**Direction 1:** Please reproduce the stretch of the transcript below from "And then lastly, to" through "increased it heavily.".
**Direction 2:** Decide whether each statement agrees with the transcript below, answering yes or no and quoting the words from the transcript that settle it. (a) Hydronic Flow Control, made up of 5 to 6 companies, is now treated more as one business team. (b) The speaker describes the company as big in oil. (c) The CNG work is limited to the Automotive business, which delivers valves and regulators for cars.

**Given text:**
_ _ _ _

Looking at your growth, it's also being boosted by your innovations. Can you have some kind of innovation ratio? So more or less, how much of your sales consist of products which are being launched in the past 2 years or 3 years or something like that to get some feel.
Could you repeat that again?
The last one, I didn't got that.
If you monitor your innovation ratio and that's then being defined as products which are being launched in the past 2 years or whatever, how much that contributes to your revenue? We normally don't disclose you
in a detailed number of that, but when we make a lot of innovation, where you've seen that in Hilmesen where we started, is that a huge amount of turnover in 2017? No, it's not. But it started much faster than we expected. And we think that in the years to come, 'eighteen, 'nineteen, 'twenty, that, that will be a type of world product, which we'll see firstly in North America and then also in Europe.
And then lastly, to comment that also.
We have these innovation ratios. We do that per business. It's a little bit difficult to do that. Obviously, obviously, it's global because you have to look at per business. But I think especially when you look also to the R and D expenditure and the amount of R and D people, we really increased it heavily.
So and it will also continue coming years. The reason for that is also that we have clustered our teams. So for example, we have Hydronic Flow Control that are actually 5 to 6 companies. Now it's more treated as one business team. So we also create competent centers where you actually centralize for partly but also intensify your innovation roadmap.
So that needs more people, like also in fluid control in automotive but also in Hydronic. So I think in general, our innovation rate goes up. And per business, you have we make the percentage. I must say we can do that much more properly in the coming years. And then what's most important is how quick what is the revenue percentage of a product, that's how we measure it, in over 3 years.
So what's the percentage in 3 years of your revenue of the products you launched in last 3 years? These kind of things we are measuring more and more.
Thank you. And then lastly, you talked about the shift from oil into more focus on gas and CNG. Can you give some kind of feel how much you still do in oil and how much then in gas and CNG?
And I'd say in oil, we are not so big. That's also what I said, I think, in July. We are, of course, still active in gas. When you say oil and gas, we do the gas part. And there you see more and more shift to LNG, where we also believe that we that there are good opportunities.
So we will put more focus on that. And the CNG, that is only in the specific part of the business of Automotive, where we deliver these valves and regulators for cars. Let's say, oil, we are not big. It's a small part of ours.

_ _ _ _

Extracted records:
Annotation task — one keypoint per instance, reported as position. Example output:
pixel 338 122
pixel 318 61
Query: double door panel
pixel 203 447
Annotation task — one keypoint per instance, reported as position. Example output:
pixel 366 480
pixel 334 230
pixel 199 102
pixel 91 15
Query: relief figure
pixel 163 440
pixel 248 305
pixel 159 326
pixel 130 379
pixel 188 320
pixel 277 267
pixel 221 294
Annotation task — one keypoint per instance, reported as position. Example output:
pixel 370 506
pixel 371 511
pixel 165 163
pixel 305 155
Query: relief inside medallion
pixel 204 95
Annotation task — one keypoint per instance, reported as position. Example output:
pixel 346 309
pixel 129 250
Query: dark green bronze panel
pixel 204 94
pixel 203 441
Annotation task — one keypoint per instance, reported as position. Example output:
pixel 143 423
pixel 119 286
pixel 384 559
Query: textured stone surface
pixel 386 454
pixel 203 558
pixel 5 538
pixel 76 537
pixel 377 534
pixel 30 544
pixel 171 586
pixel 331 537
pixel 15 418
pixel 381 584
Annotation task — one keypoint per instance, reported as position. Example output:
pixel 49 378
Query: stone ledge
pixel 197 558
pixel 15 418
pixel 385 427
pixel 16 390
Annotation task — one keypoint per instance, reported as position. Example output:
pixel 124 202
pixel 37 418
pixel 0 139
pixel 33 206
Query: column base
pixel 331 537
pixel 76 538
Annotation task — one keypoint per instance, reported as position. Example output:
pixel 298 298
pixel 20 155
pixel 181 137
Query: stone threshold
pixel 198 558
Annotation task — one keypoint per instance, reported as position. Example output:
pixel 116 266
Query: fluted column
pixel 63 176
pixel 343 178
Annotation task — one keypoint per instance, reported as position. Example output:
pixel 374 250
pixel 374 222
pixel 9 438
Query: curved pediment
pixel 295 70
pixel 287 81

_ _ _ _

**Finished answer 1:**
And then lastly, to comment that also.
We have these innovation ratios. We do that per business. It's a little bit difficult to do that. Obviously, obviously, it's global because you have to look at per business. But I think especially when you look also to the R and D expenditure and the amount of R and D people, we really increased it heavily.

**Finished answer 2:**
(a) Yes: "we have Hydronic Flow Control that are actually 5 to 6 companies. Now it's more treated as one business team."
(b) No: "Let's say, oil, we are not big."
(c) Yes: "the CNG, that is only in the specific part of the business of Automotive, where we deliver these valves and regulators for cars."